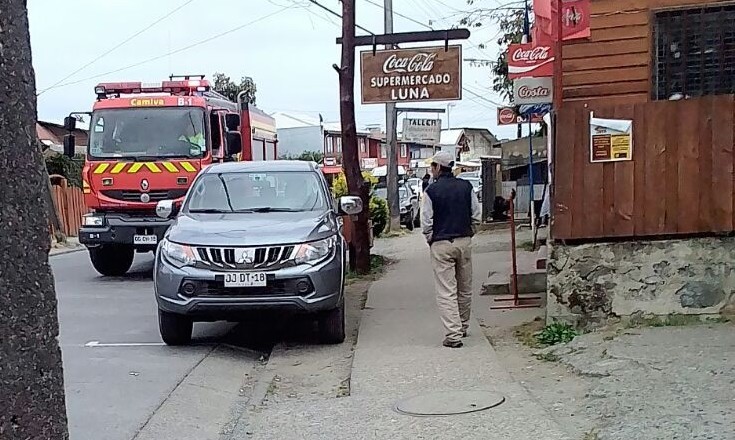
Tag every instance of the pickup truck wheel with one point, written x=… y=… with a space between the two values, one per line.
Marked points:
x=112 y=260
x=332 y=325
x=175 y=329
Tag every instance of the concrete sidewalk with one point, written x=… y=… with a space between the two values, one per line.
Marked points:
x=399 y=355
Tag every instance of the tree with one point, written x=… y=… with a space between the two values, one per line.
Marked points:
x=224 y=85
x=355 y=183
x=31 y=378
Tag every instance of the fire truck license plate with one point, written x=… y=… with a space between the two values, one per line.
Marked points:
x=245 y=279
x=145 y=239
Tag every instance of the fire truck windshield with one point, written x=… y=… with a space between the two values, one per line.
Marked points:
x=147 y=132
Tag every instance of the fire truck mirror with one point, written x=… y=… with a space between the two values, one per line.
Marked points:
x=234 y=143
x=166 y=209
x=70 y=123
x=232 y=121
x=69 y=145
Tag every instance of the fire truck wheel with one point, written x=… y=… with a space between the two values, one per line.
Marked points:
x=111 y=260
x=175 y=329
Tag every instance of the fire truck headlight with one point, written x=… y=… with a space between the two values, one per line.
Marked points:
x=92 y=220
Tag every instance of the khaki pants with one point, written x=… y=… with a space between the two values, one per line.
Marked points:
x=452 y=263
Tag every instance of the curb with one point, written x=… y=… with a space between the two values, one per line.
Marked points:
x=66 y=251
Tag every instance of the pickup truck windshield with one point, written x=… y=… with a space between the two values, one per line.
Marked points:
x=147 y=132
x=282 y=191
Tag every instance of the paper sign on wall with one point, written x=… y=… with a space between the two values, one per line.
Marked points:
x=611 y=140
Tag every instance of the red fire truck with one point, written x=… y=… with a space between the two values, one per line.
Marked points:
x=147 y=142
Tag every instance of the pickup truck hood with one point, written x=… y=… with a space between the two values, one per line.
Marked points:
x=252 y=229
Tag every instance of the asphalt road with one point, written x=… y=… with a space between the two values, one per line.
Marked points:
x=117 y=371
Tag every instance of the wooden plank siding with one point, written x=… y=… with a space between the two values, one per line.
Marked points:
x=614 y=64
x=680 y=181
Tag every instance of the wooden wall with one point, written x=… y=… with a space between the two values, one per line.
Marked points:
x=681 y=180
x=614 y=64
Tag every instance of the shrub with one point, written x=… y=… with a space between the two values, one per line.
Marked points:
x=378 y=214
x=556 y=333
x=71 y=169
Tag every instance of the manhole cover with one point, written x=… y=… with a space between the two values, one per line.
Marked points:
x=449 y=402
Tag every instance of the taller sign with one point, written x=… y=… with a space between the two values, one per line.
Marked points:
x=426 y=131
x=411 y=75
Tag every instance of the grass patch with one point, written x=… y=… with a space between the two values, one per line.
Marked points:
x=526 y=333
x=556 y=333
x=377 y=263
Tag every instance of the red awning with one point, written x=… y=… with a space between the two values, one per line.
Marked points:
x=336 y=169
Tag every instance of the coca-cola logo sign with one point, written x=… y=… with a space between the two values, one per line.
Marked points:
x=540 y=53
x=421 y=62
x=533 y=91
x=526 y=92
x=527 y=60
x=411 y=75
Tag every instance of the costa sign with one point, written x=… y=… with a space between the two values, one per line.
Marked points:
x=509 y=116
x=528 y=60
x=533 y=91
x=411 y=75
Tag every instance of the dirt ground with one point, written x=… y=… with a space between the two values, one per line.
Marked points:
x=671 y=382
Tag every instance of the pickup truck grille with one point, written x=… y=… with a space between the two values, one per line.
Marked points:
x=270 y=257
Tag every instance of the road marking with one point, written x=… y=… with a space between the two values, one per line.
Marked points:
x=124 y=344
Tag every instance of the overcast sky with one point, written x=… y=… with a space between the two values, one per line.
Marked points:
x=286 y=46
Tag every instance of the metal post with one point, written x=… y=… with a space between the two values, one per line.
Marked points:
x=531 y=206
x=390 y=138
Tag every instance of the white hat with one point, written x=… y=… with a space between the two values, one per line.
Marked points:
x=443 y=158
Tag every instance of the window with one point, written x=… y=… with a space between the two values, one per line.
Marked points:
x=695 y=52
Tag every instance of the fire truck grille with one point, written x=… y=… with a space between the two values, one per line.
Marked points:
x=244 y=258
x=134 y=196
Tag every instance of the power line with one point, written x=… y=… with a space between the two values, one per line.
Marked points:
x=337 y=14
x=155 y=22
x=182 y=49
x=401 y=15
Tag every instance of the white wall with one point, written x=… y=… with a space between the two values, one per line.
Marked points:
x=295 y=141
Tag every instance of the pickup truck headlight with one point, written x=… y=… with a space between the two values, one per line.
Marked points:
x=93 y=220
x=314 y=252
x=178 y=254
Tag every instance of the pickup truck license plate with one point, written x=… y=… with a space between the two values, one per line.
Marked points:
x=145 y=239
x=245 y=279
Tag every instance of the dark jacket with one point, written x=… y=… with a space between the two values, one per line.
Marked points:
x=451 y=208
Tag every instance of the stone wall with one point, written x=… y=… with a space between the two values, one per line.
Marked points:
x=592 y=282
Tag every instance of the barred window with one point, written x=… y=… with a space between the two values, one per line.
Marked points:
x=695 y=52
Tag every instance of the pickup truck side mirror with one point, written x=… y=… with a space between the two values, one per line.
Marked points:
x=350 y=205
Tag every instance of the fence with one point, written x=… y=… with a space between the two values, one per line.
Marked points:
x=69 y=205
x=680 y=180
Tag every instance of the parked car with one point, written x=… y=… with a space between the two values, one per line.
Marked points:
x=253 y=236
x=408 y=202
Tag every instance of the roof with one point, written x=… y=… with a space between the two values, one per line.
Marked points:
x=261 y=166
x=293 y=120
═══
■ Challenge:
Rewrite the listing above as a Markdown table with the columns Row and Listing line, one nonblank line per row, numbered in order. Leave blank lines and the pictures out.

■ Full response:
| Row | Listing line |
|---|---|
| 1 | Tag every instance of the pickup truck wheel with one point, written x=… y=… with a space between the two values, one per line. |
| 2 | Marked points: |
| 3 | x=112 y=260 |
| 4 | x=332 y=325 |
| 5 | x=175 y=329 |
| 6 | Tag every instance of the concrete sidewalk with one point, written x=… y=… with a space between the two values, one per line. |
| 7 | Marked points: |
| 8 | x=399 y=355 |
| 9 | Tag every instance of the tree with one point, written x=… y=… with a space between the two values, one per line. |
| 10 | Marked points: |
| 11 | x=224 y=85 |
| 12 | x=355 y=183 |
| 13 | x=31 y=378 |
| 14 | Tag every instance of the fire truck license plate with one point, written x=… y=… with a space between the two values, one per line. |
| 15 | Marked points: |
| 16 | x=245 y=279 |
| 17 | x=145 y=239 |
| 18 | Tag every instance of the fire truck windshield with one point, written x=… y=… with a space between the two values, one per line. |
| 19 | Marked points: |
| 20 | x=147 y=132 |
| 21 | Tag every instance of the fire truck mirror with one point, written x=… y=… with a space between the two values, one per line. |
| 22 | Marked points: |
| 23 | x=234 y=143 |
| 24 | x=166 y=209 |
| 25 | x=70 y=123 |
| 26 | x=232 y=121 |
| 27 | x=69 y=145 |
| 28 | Tag every instance of the fire truck wheel with one point, written x=… y=… with a space between the two values, one per line. |
| 29 | Marked points: |
| 30 | x=111 y=260 |
| 31 | x=175 y=329 |
| 32 | Tag every instance of the fire truck headlight with one point, written x=… y=… with a space between the two values, one per line. |
| 33 | Marked points: |
| 34 | x=92 y=220 |
| 35 | Tag every instance of the khaki pants with one point, written x=… y=… with a space between the two values, one per line. |
| 36 | Marked points: |
| 37 | x=452 y=263 |
| 38 | Tag every instance of the curb with one point, written x=… y=… with a space between the two values, one per line. |
| 39 | Marked points: |
| 40 | x=66 y=251 |
| 41 | Tag every instance of the pickup truck windshield with one point, written x=… y=… with a space between the two values, one per line. |
| 42 | Marked points: |
| 43 | x=147 y=132 |
| 44 | x=282 y=191 |
| 45 | Tag every instance of the paper sign on wall with one point, written x=… y=… with a space between the two values, one per line. |
| 46 | Marked points: |
| 47 | x=611 y=140 |
| 48 | Tag every instance of the red fire truck with one point, written x=… y=… with a space between the two values, one per line. |
| 49 | Marked points: |
| 50 | x=147 y=142 |
| 51 | Tag every instance of the pickup truck hood with one point, written x=… y=… with a space between the two values, one per line. |
| 52 | Marked points: |
| 53 | x=252 y=229 |
| 54 | Tag every instance of the asphalt road with one point, written x=… y=… with a space between the two values, one per line. |
| 55 | Marked points: |
| 56 | x=117 y=371 |
| 57 | Tag every instance of the wooden plank siding with one point, written x=… y=… with a space between the two values, one per line. |
| 58 | Marked points: |
| 59 | x=614 y=64 |
| 60 | x=680 y=181 |
| 61 | Tag every instance of the wooden wall with one point, written x=… y=… with a space between the two values, one per line. |
| 62 | Marked points: |
| 63 | x=681 y=180 |
| 64 | x=614 y=64 |
| 65 | Tag every instance of the shrub with one point, written x=… y=… with a space between the two values, one per line. |
| 66 | Marked points: |
| 67 | x=378 y=214 |
| 68 | x=556 y=333 |
| 69 | x=71 y=169 |
| 70 | Tag every instance of the manhole cover with one point, written x=… y=… with a space between the two values, one per line. |
| 71 | Marked points: |
| 72 | x=449 y=402 |
| 73 | Tag every instance of the taller sign with one point, written x=… y=… with a space between the two values, one per line. |
| 74 | Marked points: |
| 75 | x=426 y=131 |
| 76 | x=411 y=75 |
| 77 | Tag every instance of the grass patch with one point, written x=… y=… with a space between the two values, one per line. |
| 78 | Marked points: |
| 79 | x=526 y=333 |
| 80 | x=556 y=333 |
| 81 | x=377 y=263 |
| 82 | Tag every instance of the red awning with one point, written x=… y=… with a space between the two values, one per line. |
| 83 | Marked points: |
| 84 | x=336 y=169 |
| 85 | Tag every instance of the coca-cola logo sign with one point, written x=… y=… with a space between the two values, one per line. |
| 86 | Marked points: |
| 87 | x=540 y=53 |
| 88 | x=421 y=62 |
| 89 | x=533 y=91 |
| 90 | x=526 y=92 |
| 91 | x=527 y=60 |
| 92 | x=411 y=75 |
| 93 | Tag every instance of the costa sign with one point, written x=… y=… with a space between the two values, one per line. |
| 94 | Marked points: |
| 95 | x=509 y=116 |
| 96 | x=528 y=60 |
| 97 | x=533 y=91 |
| 98 | x=411 y=75 |
| 99 | Tag every instance of the dirt ground with one point, written x=… y=… with a space between the two values, one per line. |
| 100 | Marked points: |
| 101 | x=671 y=382 |
| 102 | Tag every instance of the pickup truck grille with one point, written x=… y=… with a space between the two values, one per line. |
| 103 | Marked points: |
| 104 | x=270 y=257 |
| 105 | Tag every instance of the road marking with one point, written x=… y=… with a space between the two values, one per line. |
| 106 | Marked points: |
| 107 | x=124 y=344 |
| 108 | Tag every instance of the overcast sky with one point, written x=… y=… with a space between the two values, one per line. |
| 109 | Marked points: |
| 110 | x=286 y=46 |
| 111 | Tag every instance of the metal post with one point, written x=… y=… with a space between the two values, one per line. |
| 112 | Marked points: |
| 113 | x=531 y=206 |
| 114 | x=390 y=138 |
| 115 | Tag every instance of the white hat with one point, written x=… y=… with a space between the two values, one per line. |
| 116 | Marked points: |
| 117 | x=443 y=158 |
| 118 | Tag every instance of the window with one point, written x=… y=… with a space between the two values, one per line. |
| 119 | Marked points: |
| 120 | x=695 y=52 |
| 121 | Tag every instance of the fire truck grille with one point, written x=… y=… with a space between the two values, one per line. |
| 122 | Marked points: |
| 123 | x=244 y=258 |
| 124 | x=134 y=196 |
| 125 | Tag every instance of the power line with one point, written x=… y=… with a space between the two values, one per line. |
| 126 | Marked points: |
| 127 | x=337 y=14 |
| 128 | x=155 y=22 |
| 129 | x=182 y=49 |
| 130 | x=401 y=15 |
| 131 | Tag every instance of the white wall with one point, written x=… y=… with a space between the two values, one per line. |
| 132 | Marked points: |
| 133 | x=295 y=141 |
| 134 | Tag every instance of the pickup truck headlight with one point, written x=… y=… with a space between the two values, one per line. |
| 135 | Marked points: |
| 136 | x=93 y=220 |
| 137 | x=314 y=252 |
| 138 | x=178 y=254 |
| 139 | Tag every instance of the pickup truck license plate with one point, written x=… y=… with a space between the two values, one per line. |
| 140 | Marked points: |
| 141 | x=145 y=239 |
| 142 | x=245 y=279 |
| 143 | Tag every instance of the dark jacket with one point, written x=… y=… with a space between the two values, one per line. |
| 144 | Marked points: |
| 145 | x=451 y=208 |
| 146 | Tag every instance of the stone wall with one point, written x=… y=… with a space between the two values, one per line. |
| 147 | Marked points: |
| 148 | x=592 y=282 |
| 149 | Tag every instance of the barred window with one point, written x=… y=… with a space between the two values, one per line. |
| 150 | Marked points: |
| 151 | x=695 y=52 |
| 152 | Tag every instance of the pickup truck side mirror with one point, written x=… y=… with a space between the two values, one per line. |
| 153 | Marked points: |
| 154 | x=350 y=205 |
| 155 | Tag every instance of the fence with one point, written x=… y=… with a space between the two values, one per line. |
| 156 | Marked points: |
| 157 | x=69 y=205 |
| 158 | x=680 y=180 |
| 159 | Tag every instance of the parked car with one point, written x=… y=… with a space between the two values, one per line. |
| 160 | Marked points: |
| 161 | x=253 y=236 |
| 162 | x=408 y=202 |
| 163 | Tag every instance of the roof with one point, written x=… y=… with a space between the two values, one per line. |
| 164 | Marked points: |
| 165 | x=261 y=166 |
| 166 | x=293 y=120 |